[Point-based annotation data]
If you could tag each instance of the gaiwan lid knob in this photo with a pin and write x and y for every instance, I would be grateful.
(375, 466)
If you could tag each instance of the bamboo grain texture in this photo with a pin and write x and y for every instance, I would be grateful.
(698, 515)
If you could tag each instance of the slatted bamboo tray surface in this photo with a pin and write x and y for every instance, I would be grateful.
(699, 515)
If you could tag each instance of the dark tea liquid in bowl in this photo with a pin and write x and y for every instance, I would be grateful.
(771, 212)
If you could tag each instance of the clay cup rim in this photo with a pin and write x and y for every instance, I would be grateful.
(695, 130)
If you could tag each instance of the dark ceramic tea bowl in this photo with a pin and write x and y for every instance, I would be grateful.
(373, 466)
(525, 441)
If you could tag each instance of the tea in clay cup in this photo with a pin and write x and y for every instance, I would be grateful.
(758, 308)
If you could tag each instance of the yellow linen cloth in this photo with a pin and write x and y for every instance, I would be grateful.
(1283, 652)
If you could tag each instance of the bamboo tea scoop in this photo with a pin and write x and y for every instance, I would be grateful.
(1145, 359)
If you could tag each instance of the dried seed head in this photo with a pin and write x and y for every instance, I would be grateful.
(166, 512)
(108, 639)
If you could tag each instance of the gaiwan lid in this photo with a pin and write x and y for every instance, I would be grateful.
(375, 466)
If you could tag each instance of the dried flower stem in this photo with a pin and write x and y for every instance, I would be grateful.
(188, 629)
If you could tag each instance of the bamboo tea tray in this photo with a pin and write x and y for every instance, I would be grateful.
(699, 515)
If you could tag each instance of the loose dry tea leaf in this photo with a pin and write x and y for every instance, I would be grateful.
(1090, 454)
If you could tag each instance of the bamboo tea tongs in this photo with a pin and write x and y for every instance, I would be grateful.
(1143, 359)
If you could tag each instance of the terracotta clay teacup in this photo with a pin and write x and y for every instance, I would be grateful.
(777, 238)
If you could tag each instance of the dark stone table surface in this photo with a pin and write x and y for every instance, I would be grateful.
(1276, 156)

Written request ▸ Arrange all of the records above as a numbered list, leaving out any blank lines.

Written answer ▸
1. If you could tag each instance of the gaiwan lid knob in this photo with a pin and write x and y for every instance, I would be grateful.
2. (375, 466)
3. If you could tag each instance of the bamboo grain texture in this photo with a pin and write x and y for every instance, I would be grateful.
4. (698, 515)
5. If you could tag each instance of the slatted bamboo tray surface in this photo with a pin and write x and y for every instance, I would be grateful.
6. (699, 515)
7. If you could tag each instance of the dark tea liquid in bowl in this photo with a pin and write x and y for every instance, I would be grateful.
8. (771, 212)
9. If you could tag each instance of the clay cup rim in this photo with a pin and write x and y for every instance, I would be grateful.
10. (695, 130)
11. If you could tag each instance of the dark ceramic tea bowl in this photo with a pin and write x and y for every instance, I would be grateful.
12. (373, 466)
13. (525, 441)
14. If you could tag each instance of the tea in clay cup in this photo with a pin and write x and y for every instance, I would be grateful.
15. (758, 308)
16. If you could tag each instance of the yellow linen cloth in this photo with a pin and write x and y for every instance, I would be grateful.
17. (1283, 652)
18. If you could tag each instance of the bamboo tea scoop in this photo with a pin and write x and y for every instance, I would be grateful.
19. (1145, 359)
20. If you could tag each instance of the dried seed head in this photo with a pin and write x and y for every instance, I would be grateful.
21. (166, 512)
22. (108, 639)
23. If you could tag each instance of the gaiwan lid in this photo with a pin and write x and y for every instance, I would be grateful.
24. (375, 466)
25. If you could tag each instance of the dried flower stem in this photo with a pin and write x and y for every instance, I would be grateful.
26. (188, 629)
27. If you could tag each instance of the bamboo tea tray in this photo with a pin and write x and y for every instance, I would be grateful.
28. (699, 515)
29. If you could tag each instance of the loose dry tea leaf in this photo with a pin and write x and y for every instance, I would be grateful.
30. (1090, 454)
31. If you could tag each instance of the bamboo tea tongs in this photo with a pin and write x and y for every instance, I would be grateful.
32. (1143, 359)
33. If you could tag each instance of the terracotta clay teacup in this photo with a pin and write x and y for every instance, I would be grateful.
34. (777, 238)
35. If you could tag each instance of the dark stone table surface in this photo with a pin and write x and y for every instance, I would be grateful.
36. (1276, 156)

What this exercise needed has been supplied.